**Selected extract:**
####################

Step 5: reiterate Steps 1–4 until reaching a predetermined iteration count or convergence threshold. Throughout the model, the sum of the information gain of each feature across all nodes of a split feature represents the significance of that feature.

Transformer fault diagnosis process

The methodology for transformer fault diagnosis through SMOTE and NGO-GBDT entails two stages: offline model training and online identification and diagnosis. The specific workflow is depicted in Fig. 1. During the offline training stage for transformer faults, a single session suffices; upon securing the optimal diagnostic model, the deployment is conducted, paving the way for online identification and diagnosis.

The specific steps in the offline training phase are as follows:

Step 1: Sample data preprocessing. The collected DGA samples are normalized, and the data set is balanced through the application of the SMOTE.

Step 2: Feature selection. The candidate feature set is established through the code-free ratio method, while the optimal input feature is determined via the LightGBM.

Step 3: Model training and validation. The training set, validation set, and test set are separated; the parameters of the GBDT model, including those of max_ depth, n_ estimators, and learning_rate, are optimized using the NGO algorithm. Therefore, utilizing the verification set to assess the diagnostic efficacy of each iterationary model, if the disparity in accuracy between successive training sessions does not exceed five percent, save the model parameters upon conclusion of the training; In the event that such conditions are not met, one must retrain the model until they are fulfilled.

Step 4: Model validation. The test dataset is fed into the optimal model; the diagnostic accuracy of the NGO-GBDT model is validated.

The specific steps in the online identification and diagnosis stage are as follows:

Step 1: Sample data preprocessing. Normalizing the DGA samples collected in real-time.

Step 2: The candidate feature set is established through the code-free ratio method, while the optimal input feature is determined via the LightGBM.

Step 3: The subset of optimal characteristics is directly inputted into the optimal model, thereby obtaining the results of online diagnosis of transformers.

####################

**Tasks:**
(1) According to the transformer fault diagnosis text, what two stages make up the diagnosis method?
(2) Carry on the transformer fault diagnosis text, starting after its final sentence.
The listing that comes next is separate material, unrelated to the transformer fault diagnosis text.

**The data:**
####################

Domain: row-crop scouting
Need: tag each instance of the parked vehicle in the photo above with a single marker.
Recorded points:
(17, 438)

####################

**Answers to this exercise:**
(1) Offline model training and online identification and diagnosis.

(2)
Transformer fault diagnosis process

In the context of imbalanced data classification, an overabundance of samples from dominant classes can result in the model’s tendency to excessively focus on the majority categories, thereby neglecting a select few. This can lead to the plane of the classifier shifting towards a subset of samples within these categories. To effectively assess the efficacy of the transformed transformer fault diagnosis model, this paper selects a multi classification evaluation index system based on confusion matrix, with accuracy, recall, F1 value, G-mean, and Kappa coefficient as the model evaluation indicators.

(1)
Precision and recall

The accuracy is the proportion of predicted positive samples to actual positive samples. The recall rate represents the proportion of predicted positive samples in the actual positive sample results.
$$ P = \frac{TP}{{TP + FP}} $$
(10)
$$ R = \frac{TP}{{TP + FN}} $$
(11)

Among them, represents the accuracy; R represents the recall rate; TP is the case when the classification of the positive sample is correct; FP is the case where the counter example sample is misclassified; F_N is the case where the positive sample is misclassified.
(2)
F1 value (F1 score)

The F1 value represents the harmonic average of accuracy and recall.
$$ F1 = \frac{2PR}{{P + R}} $$
(12)
(3)
Kappa coefficient

The kappa coefficient reflects the consistency between real classification and predicted classification, and is one of the commonly used indicators to evaluate the accuracy of fault diagnosis.
$$ Kappa = \frac{{p_{0} - p_{e} }}{{1 - p_{e} }} $$
(13)

Among them, P₀ is the number of correctly predicted samples divided by the total number of samples.

Assuming that the true samples for each class are a₁, a₂, …, a_e, and the predicted unclassified samples are b₁, b₂, …, b_e, respectively
$$ p_{e} = \frac{{a_{1} \times b_{1} + a_{2} \times b_{2} + \cdots + a_{n} \times b_{n} }}{n \times n} $$
(14)

The range of Kappa coefficient values is [0,1], which is generally divided into five groups to represent different levels of consistency: 0–0.20 (extremely low consistency), 0.21–0.40 (general consistency), 0.41–0.60 (medium consistency), 0.61–0.80 (high consistency), and 0.81–10 (almost identical). That is, the closer the kappa coefficient is to 1, the better the diagnostic effect.

Example analysis

According to DL/T722-2014 Analysis and Judgment Criteria for Dissolved Gases in Transformer Oil²⁷, transformers are classified into six types based on whether or not the transformer has malfunctioned and the type of fault. They are represented by labels 1–6, including low energy discharge (D1), high energy discharge (D2), medium low temperature heat release (T1&T2), high temperature heat release (T2), partial discharge (PD), and normal (N) This article selects 480 sets of monitoring data provided by a power supply company in Yuhang City, Zhejiang Province as the fault sample set. Each operating state in the sample set includes 5 characteristic gases, including H₂, CH₄, C₂H₆, C₂H₄, and C₂H₂. The distribution of the dataset and sample labels are shown in Table 1.

Table 1 Dataset distribution and sample labels.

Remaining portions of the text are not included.